→ **Task requirements**
Copy every line of the material below word for word, leaving out the pictures.

→ **Given information**
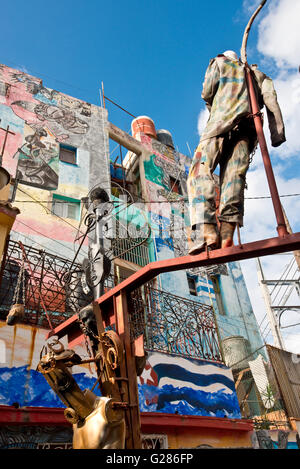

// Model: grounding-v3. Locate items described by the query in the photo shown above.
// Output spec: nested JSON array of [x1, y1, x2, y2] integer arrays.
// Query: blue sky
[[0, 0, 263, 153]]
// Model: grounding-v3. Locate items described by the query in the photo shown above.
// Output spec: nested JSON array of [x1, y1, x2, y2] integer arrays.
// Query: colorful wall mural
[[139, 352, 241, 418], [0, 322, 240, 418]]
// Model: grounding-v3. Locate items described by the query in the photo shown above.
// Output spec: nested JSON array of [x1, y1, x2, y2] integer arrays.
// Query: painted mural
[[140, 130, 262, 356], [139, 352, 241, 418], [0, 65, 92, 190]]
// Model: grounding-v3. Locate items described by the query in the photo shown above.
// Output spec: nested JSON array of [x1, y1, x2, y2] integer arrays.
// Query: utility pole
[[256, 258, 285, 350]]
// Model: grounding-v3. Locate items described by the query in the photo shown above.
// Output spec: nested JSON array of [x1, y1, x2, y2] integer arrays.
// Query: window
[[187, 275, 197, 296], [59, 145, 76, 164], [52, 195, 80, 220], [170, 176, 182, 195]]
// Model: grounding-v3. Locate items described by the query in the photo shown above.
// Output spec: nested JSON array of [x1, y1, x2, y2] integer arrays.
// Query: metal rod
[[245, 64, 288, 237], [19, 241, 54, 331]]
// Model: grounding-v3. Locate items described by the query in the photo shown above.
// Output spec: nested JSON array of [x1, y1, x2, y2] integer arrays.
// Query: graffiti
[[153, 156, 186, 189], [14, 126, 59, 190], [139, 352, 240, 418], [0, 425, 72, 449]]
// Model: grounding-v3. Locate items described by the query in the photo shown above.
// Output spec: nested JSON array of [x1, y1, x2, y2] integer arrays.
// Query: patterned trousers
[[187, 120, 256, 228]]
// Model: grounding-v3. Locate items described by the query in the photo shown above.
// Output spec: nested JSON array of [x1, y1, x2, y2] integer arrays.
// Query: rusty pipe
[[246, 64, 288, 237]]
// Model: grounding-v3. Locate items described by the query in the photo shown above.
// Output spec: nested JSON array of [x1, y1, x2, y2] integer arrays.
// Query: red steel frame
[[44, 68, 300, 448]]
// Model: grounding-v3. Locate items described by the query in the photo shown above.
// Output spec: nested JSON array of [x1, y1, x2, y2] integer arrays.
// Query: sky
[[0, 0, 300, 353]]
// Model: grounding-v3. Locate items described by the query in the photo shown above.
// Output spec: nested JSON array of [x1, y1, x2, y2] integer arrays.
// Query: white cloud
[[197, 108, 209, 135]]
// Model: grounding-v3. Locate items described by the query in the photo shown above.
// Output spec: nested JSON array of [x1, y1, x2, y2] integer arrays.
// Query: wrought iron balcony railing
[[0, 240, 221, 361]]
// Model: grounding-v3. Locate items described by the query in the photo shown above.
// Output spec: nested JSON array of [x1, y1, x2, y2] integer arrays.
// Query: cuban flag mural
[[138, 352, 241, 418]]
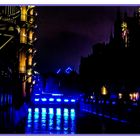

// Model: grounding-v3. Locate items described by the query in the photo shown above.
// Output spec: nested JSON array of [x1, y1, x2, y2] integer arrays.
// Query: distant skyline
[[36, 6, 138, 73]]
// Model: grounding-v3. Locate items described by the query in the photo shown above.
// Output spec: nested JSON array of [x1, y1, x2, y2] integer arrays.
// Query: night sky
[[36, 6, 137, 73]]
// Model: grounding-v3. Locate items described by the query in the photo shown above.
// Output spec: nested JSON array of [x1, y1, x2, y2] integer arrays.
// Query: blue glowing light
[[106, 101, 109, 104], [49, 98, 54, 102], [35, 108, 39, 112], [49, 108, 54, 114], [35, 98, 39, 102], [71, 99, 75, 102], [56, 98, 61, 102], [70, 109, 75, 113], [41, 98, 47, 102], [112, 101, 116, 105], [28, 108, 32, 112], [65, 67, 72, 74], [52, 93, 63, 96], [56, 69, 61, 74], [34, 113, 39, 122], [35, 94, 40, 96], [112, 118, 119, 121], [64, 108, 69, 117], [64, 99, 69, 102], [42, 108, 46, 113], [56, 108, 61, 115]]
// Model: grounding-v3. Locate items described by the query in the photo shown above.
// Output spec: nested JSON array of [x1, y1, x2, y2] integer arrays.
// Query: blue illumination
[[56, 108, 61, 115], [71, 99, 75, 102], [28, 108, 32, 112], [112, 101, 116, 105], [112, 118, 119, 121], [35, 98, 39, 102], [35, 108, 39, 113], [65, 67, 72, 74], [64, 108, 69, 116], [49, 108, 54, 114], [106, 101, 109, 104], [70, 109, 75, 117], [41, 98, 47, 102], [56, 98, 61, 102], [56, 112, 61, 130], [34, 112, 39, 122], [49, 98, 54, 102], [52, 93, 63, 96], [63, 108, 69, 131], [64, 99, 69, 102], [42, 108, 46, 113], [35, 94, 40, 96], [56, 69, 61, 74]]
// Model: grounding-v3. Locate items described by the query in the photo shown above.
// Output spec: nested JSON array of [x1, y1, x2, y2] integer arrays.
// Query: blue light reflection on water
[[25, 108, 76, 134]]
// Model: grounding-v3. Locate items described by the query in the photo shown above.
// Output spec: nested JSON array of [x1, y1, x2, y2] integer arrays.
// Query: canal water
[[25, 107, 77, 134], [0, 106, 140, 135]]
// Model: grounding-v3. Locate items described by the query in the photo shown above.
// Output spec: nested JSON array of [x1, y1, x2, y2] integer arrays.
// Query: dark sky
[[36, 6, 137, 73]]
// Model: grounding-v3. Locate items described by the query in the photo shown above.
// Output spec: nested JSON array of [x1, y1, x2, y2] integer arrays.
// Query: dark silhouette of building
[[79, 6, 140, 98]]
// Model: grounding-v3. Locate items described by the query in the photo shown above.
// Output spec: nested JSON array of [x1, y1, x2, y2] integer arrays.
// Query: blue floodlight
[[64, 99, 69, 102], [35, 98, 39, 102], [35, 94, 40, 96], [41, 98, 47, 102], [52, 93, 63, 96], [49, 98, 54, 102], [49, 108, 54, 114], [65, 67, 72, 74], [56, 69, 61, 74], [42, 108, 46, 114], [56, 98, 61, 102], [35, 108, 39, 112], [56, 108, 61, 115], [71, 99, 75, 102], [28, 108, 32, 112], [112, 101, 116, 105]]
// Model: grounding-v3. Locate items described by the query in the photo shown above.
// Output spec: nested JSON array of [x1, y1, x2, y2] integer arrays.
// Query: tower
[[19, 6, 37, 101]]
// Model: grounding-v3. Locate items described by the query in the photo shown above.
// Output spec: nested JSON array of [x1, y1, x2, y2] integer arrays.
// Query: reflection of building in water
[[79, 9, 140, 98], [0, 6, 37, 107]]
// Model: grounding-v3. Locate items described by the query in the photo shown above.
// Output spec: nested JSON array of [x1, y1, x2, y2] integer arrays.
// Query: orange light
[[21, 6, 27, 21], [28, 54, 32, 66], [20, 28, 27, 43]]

→ **Response for this exercise**
// Model: grounding-v3. Locate items described by the query in the photo shown above.
// Output spec: nested JSON array of [x1, y1, x2, y2] integer arrays.
// Query: blue sky
[[0, 0, 263, 153]]
// Model: grounding-v3. Locate items described by the query in the photo shown above.
// Output spec: nested JSON array of [x1, y1, x2, y2] integer arrays.
// Query: colorful wall mural
[[139, 352, 241, 418], [0, 322, 240, 418]]
// Model: grounding-v3. Locate items described by the query in the photo shown above.
// Output spec: nested JSON array of [x1, y1, x2, y2] integer arrays.
// Query: painted mural
[[140, 130, 262, 356], [139, 352, 241, 418], [0, 65, 92, 190]]
// Model: grounding-v3. Locate items described by the query in the photo shown above.
// Output spec: nested JSON array of [x1, y1, x2, y2] integer arrays.
// Query: utility pole
[[256, 258, 285, 350]]
// Model: grounding-v3. Locate items described by the query in the photo shown above.
// Output spec: nested JSON array of [x1, y1, x2, y2] integer arrays.
// Query: window
[[187, 275, 197, 296], [59, 145, 76, 164], [52, 195, 80, 220], [170, 176, 182, 195]]
// Model: grounding-v3. Locate items described by the query in the photo shown above.
// Output spec: nested JSON array of [x1, y1, x2, y2] integer arrays.
// Query: metal rod
[[245, 64, 288, 237], [19, 241, 54, 331]]
// Model: grounding-v3. Locate items described by the query in the photo shown above.
// Output spec: nested JSON array of [x1, y1, x2, y2] integer arrays.
// Query: graffiti
[[153, 156, 186, 189], [14, 126, 59, 190], [139, 352, 240, 418], [0, 425, 72, 449]]
// Model: grounding-v3. Locate items described by the query in the photo shown above.
// Output spec: nested JSON array of [x1, y1, x2, y2] integer arrays.
// Query: patterned trousers
[[187, 120, 256, 228]]
// Model: grounding-v3. Locate items described by the query in the photo shown above.
// Output spec: nested JSON array of [x1, y1, x2, y2] integer arrays.
// Query: rusty pipe
[[246, 64, 288, 237]]
// Model: grounding-v3. Locate items described by the query in the photo shown above.
// Output spec: nested JSON array of [x1, y1, x2, y2] integer arrays.
// Query: red steel frame
[[44, 68, 300, 448]]
// Model: grounding-v3. Locate items described by the query in the photo shown above.
// Output spec: nested JSON array of [x1, y1, x2, y2] integer arrays.
// Query: sky
[[0, 0, 300, 353]]
// Model: grounding-v3. Locate items described by the query in the photo shown above.
// Output spec: nested JSON array of [x1, y1, x2, y2] integer arrays.
// Query: white cloud
[[197, 108, 209, 135]]
// Model: grounding-v3. Locate items described by the query in the photo shown above.
// Output spec: nested JSON array of [x1, y1, x2, y2] integer arrays.
// Query: wrought iron balcony railing
[[0, 240, 221, 361]]
// Model: grounding-v3. Locate items described by the query in the photo shown above.
// Output spec: nested JSON array of [x1, y1, x2, y2] integer arrays.
// Query: cuban flag mural
[[138, 352, 241, 418]]

// Model: grounding-v3. Locate items described by the query in the photo shown above.
// Output spec: nested JSON array of [x1, y1, x2, y2] integer arrays.
// Query: distant skyline
[[36, 6, 138, 73]]
// Model: grounding-v3. Locate items described by the query in the photo shown above.
// Output spec: nested JSON array of [x1, y1, x2, y2] integer arrays.
// Query: night sky
[[36, 6, 137, 73]]
// Model: grounding-v3. Locate items described by the query in the photo shown above.
// Output spec: nested JSON array of [x1, y1, x2, y2] integer arrays.
// Query: blue glowing light
[[106, 101, 109, 104], [49, 98, 54, 102], [35, 108, 39, 112], [49, 108, 54, 114], [35, 98, 39, 102], [71, 99, 75, 102], [56, 98, 61, 102], [70, 109, 75, 113], [41, 98, 47, 102], [112, 101, 116, 105], [28, 108, 32, 112], [65, 67, 72, 74], [52, 93, 63, 96], [56, 69, 61, 74], [34, 113, 39, 122], [35, 94, 40, 96], [112, 118, 119, 121], [64, 108, 69, 117], [64, 99, 69, 102], [42, 108, 46, 113], [56, 108, 61, 115]]
// Model: grounding-v3. Locate items described by the query in the photo shown above.
// Output spec: nested JSON array of [x1, y1, x2, y2] integer arrays.
// Query: blue illumination
[[56, 108, 61, 115], [71, 99, 75, 102], [28, 108, 32, 112], [112, 101, 116, 105], [112, 118, 119, 121], [35, 98, 39, 102], [35, 108, 39, 113], [65, 67, 72, 74], [64, 108, 69, 116], [49, 108, 54, 114], [106, 101, 109, 104], [70, 109, 75, 117], [41, 98, 47, 102], [56, 98, 61, 102], [56, 112, 61, 130], [34, 112, 39, 122], [49, 98, 54, 102], [52, 93, 63, 96], [63, 108, 69, 131], [64, 99, 69, 102], [42, 108, 46, 113], [35, 94, 40, 96], [56, 69, 61, 74]]
// Model: grounding-v3. Locate items described by the query in the photo shown above.
// Output spec: nested JSON array of [x1, y1, x2, y2] integer arrays.
// Query: blue light reflection on water
[[25, 108, 76, 134]]
// Model: grounding-v3. Locate items described by the query in the photo shown above.
// Output spec: nested JSON array of [x1, y1, x2, y2] integer arrays.
// Query: canal water
[[25, 107, 77, 134], [0, 106, 140, 135]]
// Model: grounding-v3. Locate items described by the query in the photo shown above.
// Output spec: nested JSON array of [x1, y1, x2, y2] integer arrays.
// Query: dark sky
[[36, 6, 137, 73]]
// Model: grounding-v3. Locate items described by the query in the photo shown above.
// Output spec: nested JSON array of [x1, y1, x2, y2] integer arrays.
// Query: dark silhouette of building
[[79, 6, 140, 98]]
// Model: grounding-v3. Locate items described by the query in the photo shown above.
// Output spec: nested JSON array of [x1, y1, x2, y2] integer arrays.
// Query: blue floodlight
[[64, 99, 69, 102], [35, 98, 39, 102], [35, 94, 40, 96], [41, 98, 47, 102], [52, 93, 63, 96], [49, 98, 54, 102], [49, 108, 54, 114], [65, 67, 72, 74], [56, 69, 61, 74], [42, 108, 46, 114], [56, 98, 61, 102], [35, 108, 39, 112], [56, 108, 61, 115], [71, 99, 75, 102], [28, 108, 32, 112], [112, 101, 116, 105]]
// Model: grounding-v3. Locate items described by the query in the photo shown above.
// Output spec: nested JSON array of [x1, y1, x2, y2] integer arrays.
// Query: tower
[[19, 6, 37, 101]]
// Model: grounding-v3. Locate items described by the query in the photo shown above.
// Output spec: nested JSON array of [x1, y1, x2, y2] integer arrays.
// Query: reflection of building in water
[[79, 9, 140, 98], [0, 6, 37, 107]]
// Model: grounding-v3. Locate items described by the query in the photo shown above.
// Output spec: nested JSON array of [x1, y1, x2, y2] integer arrays.
// Query: orange light
[[21, 6, 27, 21], [28, 54, 32, 66], [20, 28, 27, 43]]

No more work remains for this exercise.